WASHINGTON (Reuters) - President Barack Obama announced a plan on Wednesday to spend $5 billion on medical and scientific research, medical supplies and upgrading laboratory capacity, which he said would create tens of thousands of new jobs.
The funds, to come from the $787 billion economic stimulus package, will pay for “cutting-edge medical research in every state across America,” the White House said.
One billion dollars will go to research into the genetic causes of cancer and potential targeted treatments. Obama also promised a large infusion of funds into research on autism, which affects an estimated 1 in 150 U.S. children.
“This kind of investment will also lead to new jobs: tens of thousands of jobs conducting research, manufacturing and supplying medical equipment, and building and modernizing laboratories and research facilities,” Obama said in a speech at the National Institutes of Health outside Washington.
“The more than 12,000 grant awards ... are part of an overall $100 billion Recovery Act investment in science and technology to lay the foundation for the innovation economy of the future,” the White House statement added.

▶ [What you are asked to do]:
Could you duplicate the research funding article word for word, from "WASHINGTON (Reuters) - President" up to and including "of new jobs."? You won't need the listing that follows.

▶ [Material supplied]:
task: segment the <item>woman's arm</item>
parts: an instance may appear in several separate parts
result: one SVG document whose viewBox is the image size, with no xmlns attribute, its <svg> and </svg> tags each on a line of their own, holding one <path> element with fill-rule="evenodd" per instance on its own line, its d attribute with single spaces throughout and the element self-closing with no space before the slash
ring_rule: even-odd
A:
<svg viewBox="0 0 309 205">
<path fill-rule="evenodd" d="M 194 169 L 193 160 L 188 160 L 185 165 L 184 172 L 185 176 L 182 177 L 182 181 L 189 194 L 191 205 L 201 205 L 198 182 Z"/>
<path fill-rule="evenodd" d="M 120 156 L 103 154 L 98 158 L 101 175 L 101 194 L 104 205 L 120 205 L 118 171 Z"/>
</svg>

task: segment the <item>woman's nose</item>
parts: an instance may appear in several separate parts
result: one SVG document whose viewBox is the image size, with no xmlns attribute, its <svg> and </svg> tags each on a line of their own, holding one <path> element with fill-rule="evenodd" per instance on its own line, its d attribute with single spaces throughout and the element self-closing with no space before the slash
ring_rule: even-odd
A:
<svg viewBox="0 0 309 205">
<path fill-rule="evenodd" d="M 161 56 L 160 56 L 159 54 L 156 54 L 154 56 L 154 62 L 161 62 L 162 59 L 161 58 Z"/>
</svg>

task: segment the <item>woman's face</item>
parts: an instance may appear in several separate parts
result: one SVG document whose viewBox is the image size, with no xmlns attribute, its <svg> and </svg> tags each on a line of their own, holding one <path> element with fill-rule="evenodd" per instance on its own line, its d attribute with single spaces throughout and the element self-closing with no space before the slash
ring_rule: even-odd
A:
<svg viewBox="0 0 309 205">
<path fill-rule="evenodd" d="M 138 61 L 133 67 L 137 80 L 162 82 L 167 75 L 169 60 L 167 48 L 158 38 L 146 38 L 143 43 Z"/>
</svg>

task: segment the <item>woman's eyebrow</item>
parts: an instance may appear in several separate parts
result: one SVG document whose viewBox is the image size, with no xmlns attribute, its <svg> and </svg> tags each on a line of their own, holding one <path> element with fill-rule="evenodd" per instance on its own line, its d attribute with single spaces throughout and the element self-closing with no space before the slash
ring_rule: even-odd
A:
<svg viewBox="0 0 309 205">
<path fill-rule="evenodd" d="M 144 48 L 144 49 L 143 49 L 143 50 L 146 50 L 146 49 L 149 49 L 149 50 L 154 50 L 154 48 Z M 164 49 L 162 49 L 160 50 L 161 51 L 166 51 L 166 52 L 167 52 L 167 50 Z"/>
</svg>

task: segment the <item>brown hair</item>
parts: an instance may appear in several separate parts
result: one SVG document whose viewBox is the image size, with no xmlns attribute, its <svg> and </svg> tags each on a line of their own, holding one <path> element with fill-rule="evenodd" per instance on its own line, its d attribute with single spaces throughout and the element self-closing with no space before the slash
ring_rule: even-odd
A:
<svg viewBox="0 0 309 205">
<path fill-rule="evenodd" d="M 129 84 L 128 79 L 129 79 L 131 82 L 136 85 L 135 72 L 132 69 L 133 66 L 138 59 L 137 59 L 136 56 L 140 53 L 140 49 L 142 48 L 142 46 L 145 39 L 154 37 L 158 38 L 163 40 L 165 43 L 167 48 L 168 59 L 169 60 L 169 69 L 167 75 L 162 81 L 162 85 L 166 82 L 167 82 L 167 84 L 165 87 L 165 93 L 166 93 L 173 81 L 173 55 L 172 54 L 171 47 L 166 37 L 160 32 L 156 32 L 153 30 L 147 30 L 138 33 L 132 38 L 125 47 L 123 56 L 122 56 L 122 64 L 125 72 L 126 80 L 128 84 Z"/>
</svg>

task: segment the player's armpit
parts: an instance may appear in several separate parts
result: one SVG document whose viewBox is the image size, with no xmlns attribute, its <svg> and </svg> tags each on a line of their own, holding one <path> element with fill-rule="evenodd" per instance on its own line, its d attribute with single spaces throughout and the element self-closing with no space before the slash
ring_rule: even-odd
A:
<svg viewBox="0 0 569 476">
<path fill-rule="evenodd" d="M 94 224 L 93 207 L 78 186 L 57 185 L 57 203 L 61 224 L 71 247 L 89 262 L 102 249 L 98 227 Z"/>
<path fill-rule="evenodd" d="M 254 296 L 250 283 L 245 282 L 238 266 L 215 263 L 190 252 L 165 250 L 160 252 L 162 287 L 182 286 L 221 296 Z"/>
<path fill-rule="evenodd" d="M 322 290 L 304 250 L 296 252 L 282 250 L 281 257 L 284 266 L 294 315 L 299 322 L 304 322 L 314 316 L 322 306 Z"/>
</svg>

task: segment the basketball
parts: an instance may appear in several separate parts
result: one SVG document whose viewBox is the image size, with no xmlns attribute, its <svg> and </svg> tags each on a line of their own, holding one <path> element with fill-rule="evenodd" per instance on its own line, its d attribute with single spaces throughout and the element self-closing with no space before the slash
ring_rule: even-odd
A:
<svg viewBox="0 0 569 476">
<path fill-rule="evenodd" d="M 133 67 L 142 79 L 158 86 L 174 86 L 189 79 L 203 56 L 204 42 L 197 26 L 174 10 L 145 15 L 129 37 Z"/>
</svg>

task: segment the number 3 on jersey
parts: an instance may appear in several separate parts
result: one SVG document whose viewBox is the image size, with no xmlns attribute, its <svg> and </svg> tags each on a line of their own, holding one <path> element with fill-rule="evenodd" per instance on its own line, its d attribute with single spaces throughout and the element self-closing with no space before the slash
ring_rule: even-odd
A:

▶ [Result below]:
WASHINGTON (Reuters) - President Barack Obama announced a plan on Wednesday to spend $5 billion on medical and scientific research, medical supplies and upgrading laboratory capacity, which he said would create tens of thousands of new jobs.